Find the number of lines in these records where the word "blurred" appears. Reply with that number and nothing more.

Saved entries
·····
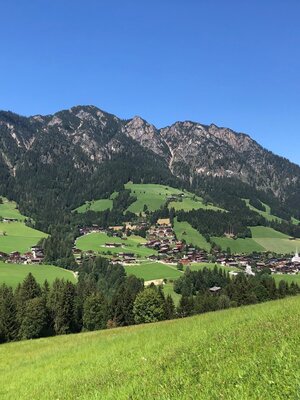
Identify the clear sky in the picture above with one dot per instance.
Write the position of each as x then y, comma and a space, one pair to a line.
235, 63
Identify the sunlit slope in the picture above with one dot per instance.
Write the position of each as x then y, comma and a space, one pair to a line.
245, 353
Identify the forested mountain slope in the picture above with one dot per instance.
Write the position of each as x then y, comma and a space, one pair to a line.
50, 164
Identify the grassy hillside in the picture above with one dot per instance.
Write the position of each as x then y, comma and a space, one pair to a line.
16, 236
247, 245
266, 214
153, 270
97, 205
154, 196
96, 242
263, 239
12, 274
273, 240
238, 354
8, 209
184, 231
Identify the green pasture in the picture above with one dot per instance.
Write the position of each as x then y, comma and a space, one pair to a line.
192, 203
153, 270
96, 242
266, 214
184, 231
9, 210
95, 205
275, 241
13, 274
155, 196
247, 353
286, 277
247, 245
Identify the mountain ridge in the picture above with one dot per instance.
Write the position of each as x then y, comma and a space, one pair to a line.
89, 148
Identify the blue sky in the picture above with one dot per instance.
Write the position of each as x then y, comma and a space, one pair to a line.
231, 62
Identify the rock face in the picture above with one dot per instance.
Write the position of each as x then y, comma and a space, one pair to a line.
85, 137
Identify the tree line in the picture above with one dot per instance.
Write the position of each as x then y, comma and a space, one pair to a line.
105, 297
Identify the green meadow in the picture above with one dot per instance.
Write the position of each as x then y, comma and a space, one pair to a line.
275, 241
247, 353
288, 278
155, 196
184, 231
263, 239
8, 209
247, 245
153, 270
96, 242
16, 236
267, 214
192, 203
95, 205
13, 274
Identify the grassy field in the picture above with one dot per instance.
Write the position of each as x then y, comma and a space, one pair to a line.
12, 274
247, 245
273, 240
184, 231
153, 270
96, 242
95, 205
155, 196
192, 203
16, 236
9, 210
248, 353
263, 239
266, 214
288, 278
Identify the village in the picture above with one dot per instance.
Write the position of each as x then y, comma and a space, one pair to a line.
167, 249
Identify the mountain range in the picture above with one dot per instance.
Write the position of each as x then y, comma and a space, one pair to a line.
78, 154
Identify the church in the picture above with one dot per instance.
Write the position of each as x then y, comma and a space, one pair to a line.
296, 258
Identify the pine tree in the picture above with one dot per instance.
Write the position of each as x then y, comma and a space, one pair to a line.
95, 312
34, 321
8, 315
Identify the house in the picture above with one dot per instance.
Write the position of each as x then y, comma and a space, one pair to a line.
215, 289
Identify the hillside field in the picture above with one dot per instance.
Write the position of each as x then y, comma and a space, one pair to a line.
155, 196
96, 242
263, 239
13, 274
184, 231
153, 270
97, 205
16, 236
8, 209
273, 240
246, 353
267, 214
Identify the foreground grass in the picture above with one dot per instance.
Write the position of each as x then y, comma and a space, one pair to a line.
237, 354
13, 274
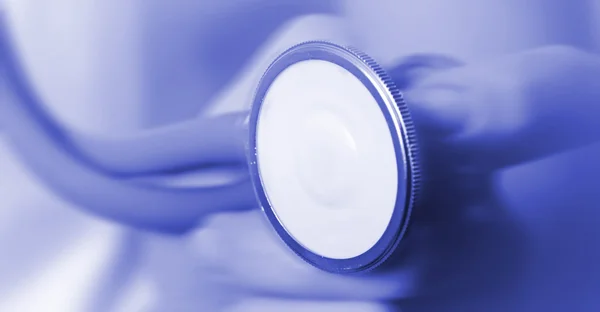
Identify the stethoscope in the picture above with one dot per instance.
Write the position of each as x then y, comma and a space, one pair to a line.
329, 145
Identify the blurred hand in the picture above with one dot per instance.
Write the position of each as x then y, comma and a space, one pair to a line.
482, 118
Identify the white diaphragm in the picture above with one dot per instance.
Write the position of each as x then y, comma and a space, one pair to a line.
327, 159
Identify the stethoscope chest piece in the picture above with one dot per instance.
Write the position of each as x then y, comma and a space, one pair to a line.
333, 156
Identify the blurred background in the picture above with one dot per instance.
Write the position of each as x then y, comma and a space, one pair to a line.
119, 66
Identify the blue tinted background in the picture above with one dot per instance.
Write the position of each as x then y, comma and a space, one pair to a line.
117, 67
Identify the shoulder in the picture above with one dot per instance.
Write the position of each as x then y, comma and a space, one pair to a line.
238, 95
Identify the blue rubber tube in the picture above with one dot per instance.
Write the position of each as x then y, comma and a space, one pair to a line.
94, 172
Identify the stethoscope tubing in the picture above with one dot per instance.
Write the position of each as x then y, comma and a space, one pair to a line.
95, 172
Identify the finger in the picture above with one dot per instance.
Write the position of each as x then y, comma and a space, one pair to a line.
515, 109
277, 305
241, 249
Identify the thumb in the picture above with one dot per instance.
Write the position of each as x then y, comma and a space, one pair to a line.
512, 110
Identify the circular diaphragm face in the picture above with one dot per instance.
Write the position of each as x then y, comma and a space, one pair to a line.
333, 156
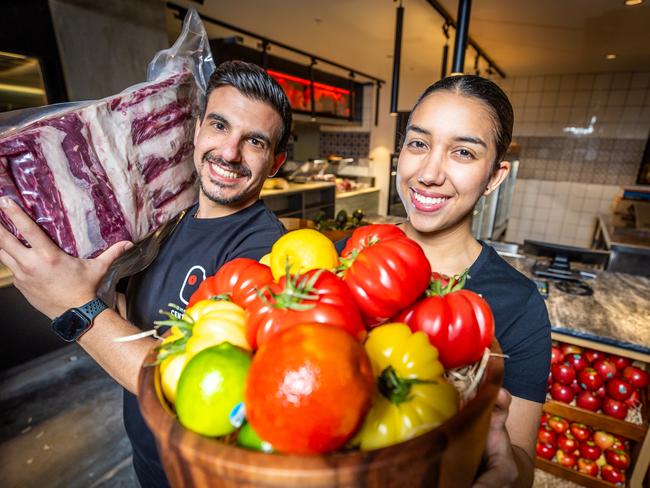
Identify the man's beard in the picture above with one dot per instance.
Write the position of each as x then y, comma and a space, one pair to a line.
235, 168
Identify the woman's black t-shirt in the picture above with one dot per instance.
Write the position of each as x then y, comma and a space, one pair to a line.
196, 249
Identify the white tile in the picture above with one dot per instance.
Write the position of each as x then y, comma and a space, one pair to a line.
631, 114
562, 188
621, 81
590, 205
527, 213
594, 191
544, 201
549, 98
521, 84
545, 114
585, 81
551, 83
546, 187
640, 80
603, 81
578, 189
616, 98
635, 98
561, 115
541, 214
568, 82
582, 99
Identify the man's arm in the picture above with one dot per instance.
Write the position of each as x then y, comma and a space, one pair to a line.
53, 282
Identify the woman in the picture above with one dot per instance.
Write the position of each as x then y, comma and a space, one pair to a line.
452, 155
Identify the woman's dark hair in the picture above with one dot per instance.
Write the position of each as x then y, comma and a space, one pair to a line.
490, 94
255, 83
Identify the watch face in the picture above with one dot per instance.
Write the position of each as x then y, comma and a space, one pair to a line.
70, 325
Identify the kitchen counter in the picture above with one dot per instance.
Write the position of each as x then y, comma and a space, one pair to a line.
617, 314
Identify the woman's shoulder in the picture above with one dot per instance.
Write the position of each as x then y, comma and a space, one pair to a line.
492, 274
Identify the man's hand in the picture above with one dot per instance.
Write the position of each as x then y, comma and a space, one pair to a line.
51, 280
501, 470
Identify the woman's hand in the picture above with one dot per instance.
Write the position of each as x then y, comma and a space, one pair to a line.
51, 280
501, 469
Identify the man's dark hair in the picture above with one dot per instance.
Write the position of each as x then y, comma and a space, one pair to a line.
491, 95
255, 83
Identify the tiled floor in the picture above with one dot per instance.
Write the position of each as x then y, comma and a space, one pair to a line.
61, 426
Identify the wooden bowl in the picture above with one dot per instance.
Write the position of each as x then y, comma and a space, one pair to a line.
448, 456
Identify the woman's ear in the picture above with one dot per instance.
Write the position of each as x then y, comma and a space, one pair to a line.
497, 177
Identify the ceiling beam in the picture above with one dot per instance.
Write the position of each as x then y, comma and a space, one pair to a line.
450, 20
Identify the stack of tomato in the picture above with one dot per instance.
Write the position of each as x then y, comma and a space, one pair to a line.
312, 352
595, 380
577, 446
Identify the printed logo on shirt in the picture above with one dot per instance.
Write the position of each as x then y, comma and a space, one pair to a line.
193, 279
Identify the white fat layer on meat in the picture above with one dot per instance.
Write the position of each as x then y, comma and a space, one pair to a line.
75, 195
111, 134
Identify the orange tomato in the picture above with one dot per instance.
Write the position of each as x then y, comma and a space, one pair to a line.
308, 389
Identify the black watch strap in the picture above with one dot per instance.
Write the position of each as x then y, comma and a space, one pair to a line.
93, 308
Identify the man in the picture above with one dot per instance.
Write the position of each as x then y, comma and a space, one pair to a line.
239, 140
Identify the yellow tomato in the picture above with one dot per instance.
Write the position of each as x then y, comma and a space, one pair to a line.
302, 250
170, 371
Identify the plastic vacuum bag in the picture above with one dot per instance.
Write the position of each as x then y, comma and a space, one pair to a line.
97, 172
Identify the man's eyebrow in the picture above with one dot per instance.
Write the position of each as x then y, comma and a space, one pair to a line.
261, 137
418, 129
217, 117
471, 140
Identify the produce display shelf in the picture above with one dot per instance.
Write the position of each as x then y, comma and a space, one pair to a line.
572, 475
634, 432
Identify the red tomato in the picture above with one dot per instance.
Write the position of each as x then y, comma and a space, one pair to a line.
240, 278
317, 296
459, 324
385, 271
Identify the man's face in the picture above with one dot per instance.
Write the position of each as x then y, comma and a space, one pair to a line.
234, 151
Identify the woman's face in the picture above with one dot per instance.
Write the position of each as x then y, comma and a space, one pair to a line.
446, 162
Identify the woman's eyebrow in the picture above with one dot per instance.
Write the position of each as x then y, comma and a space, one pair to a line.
471, 140
418, 129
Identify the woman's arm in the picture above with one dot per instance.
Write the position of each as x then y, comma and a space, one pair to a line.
510, 445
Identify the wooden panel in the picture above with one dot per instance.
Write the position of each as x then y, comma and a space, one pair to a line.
571, 475
599, 421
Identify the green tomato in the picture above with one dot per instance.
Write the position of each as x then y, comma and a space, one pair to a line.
248, 438
210, 387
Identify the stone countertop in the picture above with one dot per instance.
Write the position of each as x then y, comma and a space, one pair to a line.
618, 313
297, 188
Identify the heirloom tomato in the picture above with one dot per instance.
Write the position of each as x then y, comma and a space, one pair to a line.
412, 396
317, 296
459, 322
385, 271
210, 387
308, 389
239, 279
300, 251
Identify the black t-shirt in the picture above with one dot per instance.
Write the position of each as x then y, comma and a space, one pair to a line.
521, 322
196, 249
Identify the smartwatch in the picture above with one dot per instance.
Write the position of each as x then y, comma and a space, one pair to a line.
74, 322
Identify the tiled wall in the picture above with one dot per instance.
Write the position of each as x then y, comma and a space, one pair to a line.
555, 211
345, 144
581, 136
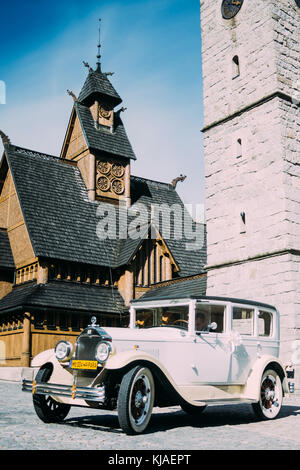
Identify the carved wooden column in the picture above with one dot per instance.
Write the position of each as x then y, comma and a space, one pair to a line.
26, 342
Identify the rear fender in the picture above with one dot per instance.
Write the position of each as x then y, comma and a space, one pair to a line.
252, 387
127, 359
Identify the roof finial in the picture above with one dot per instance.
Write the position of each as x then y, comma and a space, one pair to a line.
72, 94
99, 45
5, 138
176, 180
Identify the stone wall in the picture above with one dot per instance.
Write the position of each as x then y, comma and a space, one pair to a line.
252, 142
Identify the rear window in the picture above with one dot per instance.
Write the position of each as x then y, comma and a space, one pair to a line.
243, 320
265, 323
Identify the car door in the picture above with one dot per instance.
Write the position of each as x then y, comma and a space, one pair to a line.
211, 351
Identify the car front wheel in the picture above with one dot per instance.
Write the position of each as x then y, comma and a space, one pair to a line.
135, 400
48, 409
270, 400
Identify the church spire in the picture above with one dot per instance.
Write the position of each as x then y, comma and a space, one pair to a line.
98, 69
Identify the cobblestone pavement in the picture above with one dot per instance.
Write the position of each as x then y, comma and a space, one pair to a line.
223, 427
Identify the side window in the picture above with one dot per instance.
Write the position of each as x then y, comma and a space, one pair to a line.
206, 314
242, 320
265, 323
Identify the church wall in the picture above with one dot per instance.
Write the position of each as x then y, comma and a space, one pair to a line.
286, 24
247, 179
291, 177
243, 36
252, 141
274, 280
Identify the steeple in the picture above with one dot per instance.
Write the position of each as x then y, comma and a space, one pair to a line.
98, 69
96, 138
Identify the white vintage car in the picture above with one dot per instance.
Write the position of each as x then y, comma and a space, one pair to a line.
190, 352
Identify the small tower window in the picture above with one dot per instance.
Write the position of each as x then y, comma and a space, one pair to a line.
243, 222
235, 67
239, 148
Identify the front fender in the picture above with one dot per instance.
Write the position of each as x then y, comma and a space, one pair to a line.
40, 359
60, 375
252, 387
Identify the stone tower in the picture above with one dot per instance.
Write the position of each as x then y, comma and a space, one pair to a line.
251, 133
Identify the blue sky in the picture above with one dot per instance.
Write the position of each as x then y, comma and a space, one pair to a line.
154, 49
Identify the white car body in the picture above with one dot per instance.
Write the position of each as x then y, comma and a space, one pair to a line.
190, 368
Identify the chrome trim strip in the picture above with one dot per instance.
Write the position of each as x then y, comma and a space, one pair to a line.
85, 393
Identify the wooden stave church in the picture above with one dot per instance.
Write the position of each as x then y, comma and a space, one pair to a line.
55, 272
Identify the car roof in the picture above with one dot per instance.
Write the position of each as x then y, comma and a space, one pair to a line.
157, 298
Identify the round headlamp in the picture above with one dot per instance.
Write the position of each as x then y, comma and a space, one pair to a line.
103, 350
63, 350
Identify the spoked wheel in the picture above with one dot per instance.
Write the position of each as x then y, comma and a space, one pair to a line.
135, 401
48, 409
270, 400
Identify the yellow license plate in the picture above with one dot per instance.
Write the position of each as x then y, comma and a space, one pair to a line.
91, 365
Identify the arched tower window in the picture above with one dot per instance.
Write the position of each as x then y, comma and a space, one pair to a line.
235, 67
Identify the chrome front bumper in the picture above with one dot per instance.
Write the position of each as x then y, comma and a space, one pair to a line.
70, 391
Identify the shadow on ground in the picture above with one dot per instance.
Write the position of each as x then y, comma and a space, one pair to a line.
213, 416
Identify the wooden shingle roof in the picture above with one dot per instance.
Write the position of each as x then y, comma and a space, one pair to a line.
6, 257
62, 221
64, 296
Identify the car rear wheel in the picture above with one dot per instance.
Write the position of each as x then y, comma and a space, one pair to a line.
135, 400
270, 400
48, 409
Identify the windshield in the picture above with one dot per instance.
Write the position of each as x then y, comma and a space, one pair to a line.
·····
Result below - 2